Text excerpt:
==============================
Three Kinds of Love

In the New Testament, Christ says to his disciples: "You have heard that it was said, You shall love your neighbor and hate your enemy.' But I say to you, Love your enemies and pray for those who persecute you, so that you may be children of your Father in heaven; for he makes his sun rise on the evil and on the good, and sends rain on the righteous and on the unrighteous. For if you love those who love you, what reward do you have? Do not even the tax collectors do the same?" There are, of course, many kinds of love. There is the love between parents and children, there is the love between neighbors, friends, and lovers, and of course the love between a human being and God, to name but a few. Here, Jesus is speaking to his disciples about the love between people, which he says ought to be modeled on the way God loves us -- God loves the righteous and the unrighteous alike. He will later say that this commandment, to love our neighbor, coupled with the commandment to love God, is the entire essence of the law. Christ begins by telling his disciples that they must love their enemies and pray for their persecutors. The concept of our 'enemy', of course, is by no means limited to those people who wish to literally kill or maim or ruin us. Our 'enemy' can also include that person who, at the moment, happens to be aggravating us. As Jesus goes on to point out, there is nothing especially admirable or praiseworthy about loving someone who we know loves us - this is so simple that even tax collectors can do it! The disciples are told that their love has to be much more than this. They will have to love their neighbor even when their love is not returned, even when the neighbor is annoying or cruel and loving is difficult.
==============================
Lines of data:
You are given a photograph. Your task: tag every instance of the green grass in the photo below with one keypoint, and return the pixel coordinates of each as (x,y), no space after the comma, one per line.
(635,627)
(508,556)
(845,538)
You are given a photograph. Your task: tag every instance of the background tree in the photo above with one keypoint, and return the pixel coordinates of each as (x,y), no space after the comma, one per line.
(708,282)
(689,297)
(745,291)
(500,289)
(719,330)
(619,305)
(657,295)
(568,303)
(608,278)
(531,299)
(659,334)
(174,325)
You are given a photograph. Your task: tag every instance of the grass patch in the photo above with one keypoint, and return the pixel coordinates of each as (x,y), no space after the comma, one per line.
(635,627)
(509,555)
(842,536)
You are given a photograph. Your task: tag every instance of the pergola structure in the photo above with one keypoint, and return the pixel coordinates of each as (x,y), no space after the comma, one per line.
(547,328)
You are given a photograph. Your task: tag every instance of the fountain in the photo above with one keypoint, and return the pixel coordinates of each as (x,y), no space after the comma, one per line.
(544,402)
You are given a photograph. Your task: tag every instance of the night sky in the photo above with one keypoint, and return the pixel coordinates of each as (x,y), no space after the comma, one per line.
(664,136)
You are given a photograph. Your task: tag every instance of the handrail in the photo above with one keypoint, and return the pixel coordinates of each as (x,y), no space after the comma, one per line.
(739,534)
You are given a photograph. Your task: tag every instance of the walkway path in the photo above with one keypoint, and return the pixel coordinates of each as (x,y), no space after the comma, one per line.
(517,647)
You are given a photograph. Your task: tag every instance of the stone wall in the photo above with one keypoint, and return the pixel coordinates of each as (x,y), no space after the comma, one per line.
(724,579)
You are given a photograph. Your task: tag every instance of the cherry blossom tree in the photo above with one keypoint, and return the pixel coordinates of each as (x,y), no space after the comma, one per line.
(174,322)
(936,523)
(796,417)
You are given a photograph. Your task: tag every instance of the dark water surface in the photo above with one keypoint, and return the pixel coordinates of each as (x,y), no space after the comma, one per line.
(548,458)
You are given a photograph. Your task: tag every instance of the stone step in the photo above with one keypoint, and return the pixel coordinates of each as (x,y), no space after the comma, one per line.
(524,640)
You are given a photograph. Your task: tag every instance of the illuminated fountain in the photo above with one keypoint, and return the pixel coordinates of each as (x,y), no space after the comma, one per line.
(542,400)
==============================
Challenge 1: Copy the records word for word, everything from the line containing "of the dark" down to the last line of the records.
Challenge 2: Continue the passage on Christ's command to love one's enemies, starting after its final sentence.

Exercise result 1:
You are given a photograph. Your task: tag every instance of the dark water surface in the photo above with one keypoint, and return the pixel coordinates of each as (x,y), no space after the comma, one per line.
(548,458)
You are given a photograph. Your task: tag every instance of the stone step in the photo above with one keypoint, and return the pixel coordinates of each as (x,y), no space after the comma, one per line.
(524,640)
You are given a photograph. Your task: tag every instance of the illuminated fountain in the photo above with one keypoint, and return the pixel coordinates of each as (x,y), no space after the comma, one per line.
(542,400)

Exercise result 2:
We all like to wax sentimental about loving, yet a little authentic self-observation makes it abundantly clear that we rarely if ever can do it. Our lack of success is evident everywhere we look -- from wars between nations, to violence in the streets, to broken homes and families, to all hatred that we hide within our hearts. Real loving is an arduous task. It requires a great deal of effort, a great deal of patience, and a great deal of Grace. Yet, for the most part, we are stunningly misled into believing that we have nothing more to learn about love than what we already figured out by about the age of fourteen. To the contrary, however, the subject of love ought to be the subject of a lifetime of contemplation. A human being is composed of a Body, Heart, and Mind, and each of these components has its own special kind of 'love'.
 (1) The love that has to do with the Body is all about chemical attraction. This is that desperate and dazzling sensation of sexual need and hunger that overtakes us in the presence of certain people, that focuses all our attention on the desire for union with their body and the release of overwhelming physical tension. Pure physical love can be profoundly enjoyable, and as such it is good for the soul and good for a relationship. Human beings have the right to enjoy their sexuality. (Jewish tradition even requires married couples to have sexual relations on the Sabbath). Once the union of bodies and the release of tension have been achieved, however, the 'hunger' disappears, at least temporarily and perhaps forever. So by itself, this kind of love does not sustain a meaningful relationship for very long. And, tragically, the vulgarity that pervades so much of modern culture tends to associate the sex act with filth, while relentlessly insisting that this is all the love we should ever expect or aspire to achieve. Sadly, then, this kind of love is all that some people will ever know.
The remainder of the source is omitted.